Dans son livre Tarnac Magasin Général, David Dufresne racontait sa longue enquête consacrée à l’affaire dite de « Tarnac », l’arrestation en novembre 2008 d’une petite communauté de gauchistes, vivant sur le Plateau des Mille Vaches, suspectée d’avoir organisé le sabotage de plusieurs lignes SNCF. Moins que des réponses et des vérités, le livre gonzo de Dufresne relevait les incohérences flagrantes dans l’enquête sur cette pseudo menace terroriste de l’ultra-gauche ; il suggérait aussi, sans jamais élucider le mystère, que l’énorme couverture médiatique qui a envahi l’espace public pendant des semaines n’était qu’un théâtre d’ombres, les protagonistes de l’affaire des pantins et enfin, que les motivations réelles de l’opération –guerre des services, opération communication autour de la fusion des RG et de la DST, … - resteraient à jamais des hypothèses aux airs de fantasmes.
Si pour écrire Le Grand Jeu, Nicolas Parisier s’est inspiré de cette affaire, c’est justement en raison du potentiel fictionnel de cette boîte à fantasmes ; le genre d’histoires qui permet de retrouver au passage une vieille tradition de la fiction américaine dans laquelle -du Hitchcock de La Mort aux Trousses à Libra de Don de Lillo en passant par Ellroy- les espions se comportent comme des scénaristes et où, en dernière analyse, le pouvoir s’exerce en inventant la réalité.
Dans Le Grand Jeu, le metteur en scène c’est Joseph (André Dussolier, cabotin mais terriblement juste dans le rôle) qui travaille pour les services secrets et qui commande à Pierre Blum (Melvil Poupaud), un écrivain raté, un livre d’appel à l’insurrection pour étoffer une pseudo-conspiration gauchiste qui s’apprêterait à frapper l’Etat ; en réalité, Joseph espère compromettre le Ministre de l’Intérieur en le piégeant dans une opération médiatique sur une menace bidon. Pourquoi ? Par jeu. Jeu de rôle, jeu de pouvoirs, jeux d’argent peut-être, … bref du jeu pour tromper l’ennui ? Pierre accepte d’être ce nègre car il n’a pas le choix mais surtout sa rencontre avec Joseph lui redonne un rôle social et le confirme rétrospectivement dans sa sempiternelle ironie, cultivée inlassablement depuis qu’il a perdu les deux grandes illusions de sa jeunesse, celle de vivre la révolution et celle d’être un grand écrivain.

- **Tâches à réaliser**
a: Traduisez en anglais la phrase suivante de l'extrait choisi : « Si pour écrire Le Grand Jeu, Nicolas Parisier s’est inspiré de cette affaire, c’est justement en raison du potentiel fictionnel de cette boîte à fantasmes ; le genre d’histoires qui permet de retrouver au passage une vieille tradition de la fiction américaine dans laquelle -du Hitchcock de La Mort aux Trousses à Libra de Don de Lillo en passant par Ellroy- les espions se comportent comme des scénaristes et où, en dernière analyse, le pouvoir s’exerce en inventant la réalité. »
b: Répondez à ces questions à partir de l'extrait choisi :
(i) Quand a eu lieu l'arrestation de la petite communauté dans l'affaire de Tarnac ?
(ii) Quel acteur interprète Pierre Blum dans Le Grand Jeu ?
(iii) Quelles sont les deux grandes illusions que Pierre a perdues depuis sa jeunesse ?
c: Recopiez l'extrait choisi depuis « Dans son livre » jusqu'à « airs de fantasmes. » inclus.

- **Données fournies**
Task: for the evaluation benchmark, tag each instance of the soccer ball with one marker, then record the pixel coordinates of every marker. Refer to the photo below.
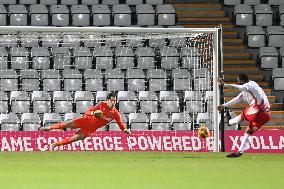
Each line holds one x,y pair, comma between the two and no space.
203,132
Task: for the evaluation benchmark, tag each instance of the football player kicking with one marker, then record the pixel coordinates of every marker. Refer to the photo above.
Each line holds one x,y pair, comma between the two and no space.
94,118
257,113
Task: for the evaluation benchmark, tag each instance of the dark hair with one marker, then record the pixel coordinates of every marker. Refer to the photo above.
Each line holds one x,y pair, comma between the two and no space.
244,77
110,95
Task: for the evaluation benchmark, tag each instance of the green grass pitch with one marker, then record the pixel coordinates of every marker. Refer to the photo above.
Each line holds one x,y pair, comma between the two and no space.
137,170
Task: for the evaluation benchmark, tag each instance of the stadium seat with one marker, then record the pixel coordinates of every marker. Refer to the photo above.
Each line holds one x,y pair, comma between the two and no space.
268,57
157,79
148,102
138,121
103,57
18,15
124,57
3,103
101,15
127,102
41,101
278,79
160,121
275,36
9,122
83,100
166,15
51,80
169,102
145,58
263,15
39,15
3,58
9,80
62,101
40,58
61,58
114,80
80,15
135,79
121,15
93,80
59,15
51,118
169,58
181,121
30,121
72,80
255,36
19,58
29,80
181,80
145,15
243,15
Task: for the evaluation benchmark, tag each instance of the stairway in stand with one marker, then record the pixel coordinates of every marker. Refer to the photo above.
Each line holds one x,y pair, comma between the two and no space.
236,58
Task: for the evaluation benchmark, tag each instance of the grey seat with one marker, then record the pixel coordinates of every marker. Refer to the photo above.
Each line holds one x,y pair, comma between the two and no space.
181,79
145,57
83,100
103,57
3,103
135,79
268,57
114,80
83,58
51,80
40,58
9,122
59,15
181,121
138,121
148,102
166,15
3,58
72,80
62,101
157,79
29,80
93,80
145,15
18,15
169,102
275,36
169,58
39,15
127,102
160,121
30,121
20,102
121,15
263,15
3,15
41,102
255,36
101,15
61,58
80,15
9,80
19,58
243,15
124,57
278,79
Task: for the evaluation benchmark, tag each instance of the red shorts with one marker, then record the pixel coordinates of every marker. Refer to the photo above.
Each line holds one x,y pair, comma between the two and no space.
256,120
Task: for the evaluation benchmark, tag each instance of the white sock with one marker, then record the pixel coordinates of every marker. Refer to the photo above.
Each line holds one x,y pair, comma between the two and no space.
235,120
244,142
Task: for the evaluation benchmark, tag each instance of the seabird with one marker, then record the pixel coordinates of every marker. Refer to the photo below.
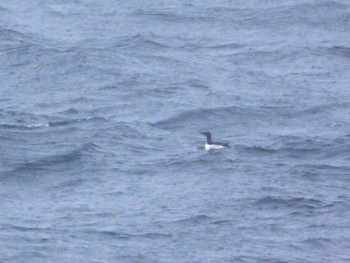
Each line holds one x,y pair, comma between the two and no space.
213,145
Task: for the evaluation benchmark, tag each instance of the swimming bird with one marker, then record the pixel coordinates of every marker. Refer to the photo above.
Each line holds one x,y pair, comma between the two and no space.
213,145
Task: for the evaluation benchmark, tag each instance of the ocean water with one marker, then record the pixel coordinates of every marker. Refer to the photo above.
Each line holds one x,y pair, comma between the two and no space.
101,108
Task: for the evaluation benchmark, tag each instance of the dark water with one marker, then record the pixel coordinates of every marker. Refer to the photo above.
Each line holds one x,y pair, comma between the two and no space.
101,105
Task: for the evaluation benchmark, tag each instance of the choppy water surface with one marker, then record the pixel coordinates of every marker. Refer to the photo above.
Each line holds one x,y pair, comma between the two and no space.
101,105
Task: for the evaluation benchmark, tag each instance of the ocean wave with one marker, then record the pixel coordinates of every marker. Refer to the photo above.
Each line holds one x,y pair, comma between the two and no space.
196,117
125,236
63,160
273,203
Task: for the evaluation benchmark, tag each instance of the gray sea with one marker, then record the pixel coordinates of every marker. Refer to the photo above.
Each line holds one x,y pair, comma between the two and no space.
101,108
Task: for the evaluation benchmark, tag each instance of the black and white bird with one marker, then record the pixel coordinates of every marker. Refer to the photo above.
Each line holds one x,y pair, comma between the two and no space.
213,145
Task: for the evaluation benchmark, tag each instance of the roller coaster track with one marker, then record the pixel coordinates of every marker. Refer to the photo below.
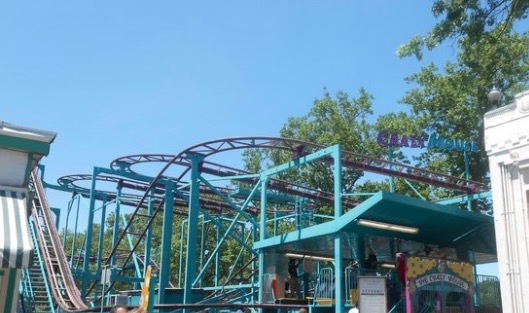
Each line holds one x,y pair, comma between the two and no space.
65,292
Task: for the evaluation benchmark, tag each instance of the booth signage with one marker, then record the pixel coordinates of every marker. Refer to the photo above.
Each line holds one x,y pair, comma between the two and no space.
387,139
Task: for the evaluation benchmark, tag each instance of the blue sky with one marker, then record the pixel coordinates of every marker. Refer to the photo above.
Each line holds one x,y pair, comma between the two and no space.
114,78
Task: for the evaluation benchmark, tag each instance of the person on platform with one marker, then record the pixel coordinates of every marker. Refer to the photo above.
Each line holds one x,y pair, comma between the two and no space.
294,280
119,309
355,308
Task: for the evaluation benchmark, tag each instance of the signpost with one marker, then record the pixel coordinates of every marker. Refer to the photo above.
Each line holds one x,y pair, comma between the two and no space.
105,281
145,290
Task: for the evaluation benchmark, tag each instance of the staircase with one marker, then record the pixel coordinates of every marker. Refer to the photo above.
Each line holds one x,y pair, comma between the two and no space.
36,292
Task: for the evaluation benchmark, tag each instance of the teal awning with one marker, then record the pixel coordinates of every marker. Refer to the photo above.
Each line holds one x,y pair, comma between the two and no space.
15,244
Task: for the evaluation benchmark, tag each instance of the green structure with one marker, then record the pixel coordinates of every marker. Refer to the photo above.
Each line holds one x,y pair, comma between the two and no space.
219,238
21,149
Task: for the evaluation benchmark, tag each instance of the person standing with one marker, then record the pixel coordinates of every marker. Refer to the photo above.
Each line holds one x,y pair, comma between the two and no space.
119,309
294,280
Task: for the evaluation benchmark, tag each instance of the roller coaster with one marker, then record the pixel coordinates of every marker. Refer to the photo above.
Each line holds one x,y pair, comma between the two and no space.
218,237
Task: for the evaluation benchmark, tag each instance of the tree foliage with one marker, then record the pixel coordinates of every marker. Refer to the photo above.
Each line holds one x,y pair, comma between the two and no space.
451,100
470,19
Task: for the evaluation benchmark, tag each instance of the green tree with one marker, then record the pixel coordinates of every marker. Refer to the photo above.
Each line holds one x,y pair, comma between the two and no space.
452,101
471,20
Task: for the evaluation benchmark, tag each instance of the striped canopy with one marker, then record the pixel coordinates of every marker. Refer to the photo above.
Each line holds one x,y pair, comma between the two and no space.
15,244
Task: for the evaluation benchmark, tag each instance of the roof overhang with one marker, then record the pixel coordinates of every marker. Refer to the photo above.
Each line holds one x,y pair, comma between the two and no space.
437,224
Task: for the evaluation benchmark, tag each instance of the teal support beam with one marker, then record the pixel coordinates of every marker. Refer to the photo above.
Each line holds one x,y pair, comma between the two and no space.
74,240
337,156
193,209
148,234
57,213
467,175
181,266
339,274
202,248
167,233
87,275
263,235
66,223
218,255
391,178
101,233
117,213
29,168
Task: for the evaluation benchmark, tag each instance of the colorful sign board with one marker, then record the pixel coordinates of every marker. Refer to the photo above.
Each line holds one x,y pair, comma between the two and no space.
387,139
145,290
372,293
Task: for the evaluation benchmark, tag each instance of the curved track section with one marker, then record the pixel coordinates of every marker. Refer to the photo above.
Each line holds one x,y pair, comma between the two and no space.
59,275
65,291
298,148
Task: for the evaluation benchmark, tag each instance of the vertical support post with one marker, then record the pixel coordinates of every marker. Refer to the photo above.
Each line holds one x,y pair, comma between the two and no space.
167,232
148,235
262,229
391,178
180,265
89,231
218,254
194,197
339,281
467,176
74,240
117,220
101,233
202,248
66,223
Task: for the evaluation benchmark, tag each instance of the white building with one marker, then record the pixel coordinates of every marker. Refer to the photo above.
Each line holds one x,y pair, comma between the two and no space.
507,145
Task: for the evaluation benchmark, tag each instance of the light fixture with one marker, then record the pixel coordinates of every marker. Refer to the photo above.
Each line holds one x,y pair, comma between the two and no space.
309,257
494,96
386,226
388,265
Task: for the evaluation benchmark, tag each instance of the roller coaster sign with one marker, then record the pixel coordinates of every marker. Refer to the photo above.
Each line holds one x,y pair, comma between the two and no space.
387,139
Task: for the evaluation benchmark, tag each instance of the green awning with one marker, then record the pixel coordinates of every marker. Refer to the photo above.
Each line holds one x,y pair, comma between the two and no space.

- **Réponses par tâche**
a: If Nicolas Parisier drew on this affair to write Le Grand Jeu, it is precisely because of the fictional potential of this box of fantasies; the kind of story that makes it possible, along the way, to rediscover an old tradition of American fiction in which (from Hitchcock's North by Northwest to Don de Lillo's Libra, by way of Ellroy) spies behave like screenwriters and where, in the final analysis, power is exercised by inventing reality.

b:
(i) En novembre 2008.
(ii) Melvil Poupaud.
(iii) Celle de vivre la révolution et celle d’être un grand écrivain.

c:
Dans son livre Tarnac Magasin Général, David Dufresne racontait sa longue enquête consacrée à l’affaire dite de « Tarnac », l’arrestation en novembre 2008 d’une petite communauté de gauchistes, vivant sur le Plateau des Mille Vaches, suspectée d’avoir organisé le sabotage de plusieurs lignes SNCF. Moins que des réponses et des vérités, le livre gonzo de Dufresne relevait les incohérences flagrantes dans l’enquête sur cette pseudo menace terroriste de l’ultra-gauche ; il suggérait aussi, sans jamais élucider le mystère, que l’énorme couverture médiatique qui a envahi l’espace public pendant des semaines n’était qu’un théâtre d’ombres, les protagonistes de l’affaire des pantins et enfin, que les motivations réelles de l’opération –guerre des services, opération communication autour de la fusion des RG et de la DST, … - resteraient à jamais des hypothèses aux airs de fantasmes.